What you will do - Lines with "hammer": copy each one from the listing below.

Entries provided -
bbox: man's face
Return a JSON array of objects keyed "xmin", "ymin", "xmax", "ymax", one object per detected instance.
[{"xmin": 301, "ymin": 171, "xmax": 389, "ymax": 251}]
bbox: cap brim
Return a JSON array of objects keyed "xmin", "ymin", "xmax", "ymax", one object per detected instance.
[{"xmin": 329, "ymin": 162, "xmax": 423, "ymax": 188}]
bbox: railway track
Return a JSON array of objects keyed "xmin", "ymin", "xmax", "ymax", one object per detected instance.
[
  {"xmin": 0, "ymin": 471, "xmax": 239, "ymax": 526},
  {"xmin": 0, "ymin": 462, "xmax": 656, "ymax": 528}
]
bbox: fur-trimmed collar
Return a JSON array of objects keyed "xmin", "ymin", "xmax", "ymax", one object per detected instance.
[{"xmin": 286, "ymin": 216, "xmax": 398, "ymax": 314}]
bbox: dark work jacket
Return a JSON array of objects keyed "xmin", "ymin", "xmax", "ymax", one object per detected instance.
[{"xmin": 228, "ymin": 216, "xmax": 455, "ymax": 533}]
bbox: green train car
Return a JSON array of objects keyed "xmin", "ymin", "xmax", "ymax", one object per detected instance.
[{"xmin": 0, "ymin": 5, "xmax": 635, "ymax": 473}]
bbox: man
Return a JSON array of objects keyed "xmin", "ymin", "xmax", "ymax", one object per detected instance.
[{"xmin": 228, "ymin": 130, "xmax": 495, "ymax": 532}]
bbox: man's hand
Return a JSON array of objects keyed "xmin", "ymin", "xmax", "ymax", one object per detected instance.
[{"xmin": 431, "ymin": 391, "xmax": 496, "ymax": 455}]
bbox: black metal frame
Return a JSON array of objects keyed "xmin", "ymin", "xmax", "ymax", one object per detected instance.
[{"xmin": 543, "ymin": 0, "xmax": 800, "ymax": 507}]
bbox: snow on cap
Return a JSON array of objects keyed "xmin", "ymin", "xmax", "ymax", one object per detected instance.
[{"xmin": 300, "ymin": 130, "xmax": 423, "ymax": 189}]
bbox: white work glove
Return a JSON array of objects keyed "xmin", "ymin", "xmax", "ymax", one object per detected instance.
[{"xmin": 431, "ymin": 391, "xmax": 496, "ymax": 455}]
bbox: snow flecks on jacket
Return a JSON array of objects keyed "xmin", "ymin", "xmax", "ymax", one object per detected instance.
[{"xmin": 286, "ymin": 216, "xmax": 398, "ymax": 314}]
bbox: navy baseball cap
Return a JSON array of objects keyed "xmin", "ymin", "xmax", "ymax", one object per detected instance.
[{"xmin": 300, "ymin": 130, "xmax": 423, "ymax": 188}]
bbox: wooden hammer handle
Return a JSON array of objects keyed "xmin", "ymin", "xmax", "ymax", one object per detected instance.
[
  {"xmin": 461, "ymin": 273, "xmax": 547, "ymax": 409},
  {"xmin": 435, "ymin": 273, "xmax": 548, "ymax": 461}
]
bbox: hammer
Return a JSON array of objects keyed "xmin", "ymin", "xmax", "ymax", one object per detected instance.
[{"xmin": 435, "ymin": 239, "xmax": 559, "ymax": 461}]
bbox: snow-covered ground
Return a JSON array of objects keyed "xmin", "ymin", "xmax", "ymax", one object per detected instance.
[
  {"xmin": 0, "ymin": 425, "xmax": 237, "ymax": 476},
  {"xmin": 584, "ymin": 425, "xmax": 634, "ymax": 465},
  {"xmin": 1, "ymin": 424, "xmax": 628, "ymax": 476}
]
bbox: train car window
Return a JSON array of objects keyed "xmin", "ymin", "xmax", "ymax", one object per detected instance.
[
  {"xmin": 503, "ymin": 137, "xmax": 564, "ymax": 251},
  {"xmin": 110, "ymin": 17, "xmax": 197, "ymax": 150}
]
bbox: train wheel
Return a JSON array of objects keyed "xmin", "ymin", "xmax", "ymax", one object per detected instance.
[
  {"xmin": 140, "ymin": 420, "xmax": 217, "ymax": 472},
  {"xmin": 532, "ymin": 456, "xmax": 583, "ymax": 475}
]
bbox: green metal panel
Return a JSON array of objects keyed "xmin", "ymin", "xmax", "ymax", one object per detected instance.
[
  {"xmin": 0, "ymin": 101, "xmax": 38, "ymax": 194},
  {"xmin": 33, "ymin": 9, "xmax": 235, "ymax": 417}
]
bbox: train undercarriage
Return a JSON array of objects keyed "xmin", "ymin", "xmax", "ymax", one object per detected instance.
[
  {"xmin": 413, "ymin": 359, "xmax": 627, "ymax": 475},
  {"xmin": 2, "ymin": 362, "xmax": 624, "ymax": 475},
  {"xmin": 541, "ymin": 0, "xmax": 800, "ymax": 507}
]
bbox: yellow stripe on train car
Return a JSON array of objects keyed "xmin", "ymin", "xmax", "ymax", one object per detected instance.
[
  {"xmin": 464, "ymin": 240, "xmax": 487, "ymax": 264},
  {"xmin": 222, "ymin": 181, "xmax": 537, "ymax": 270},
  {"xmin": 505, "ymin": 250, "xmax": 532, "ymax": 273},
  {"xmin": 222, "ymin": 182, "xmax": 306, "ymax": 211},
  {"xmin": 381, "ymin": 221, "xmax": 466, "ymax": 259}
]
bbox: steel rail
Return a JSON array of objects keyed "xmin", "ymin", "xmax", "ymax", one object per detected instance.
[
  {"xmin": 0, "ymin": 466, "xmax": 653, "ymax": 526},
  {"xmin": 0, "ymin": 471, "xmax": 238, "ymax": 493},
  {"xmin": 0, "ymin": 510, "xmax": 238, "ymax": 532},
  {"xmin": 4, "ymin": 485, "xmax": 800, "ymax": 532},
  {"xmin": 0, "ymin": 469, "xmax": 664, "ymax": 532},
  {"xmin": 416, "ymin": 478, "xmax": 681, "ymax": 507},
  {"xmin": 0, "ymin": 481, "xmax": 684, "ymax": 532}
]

Solution -
bbox: wooden hammer handle
bbox: hammer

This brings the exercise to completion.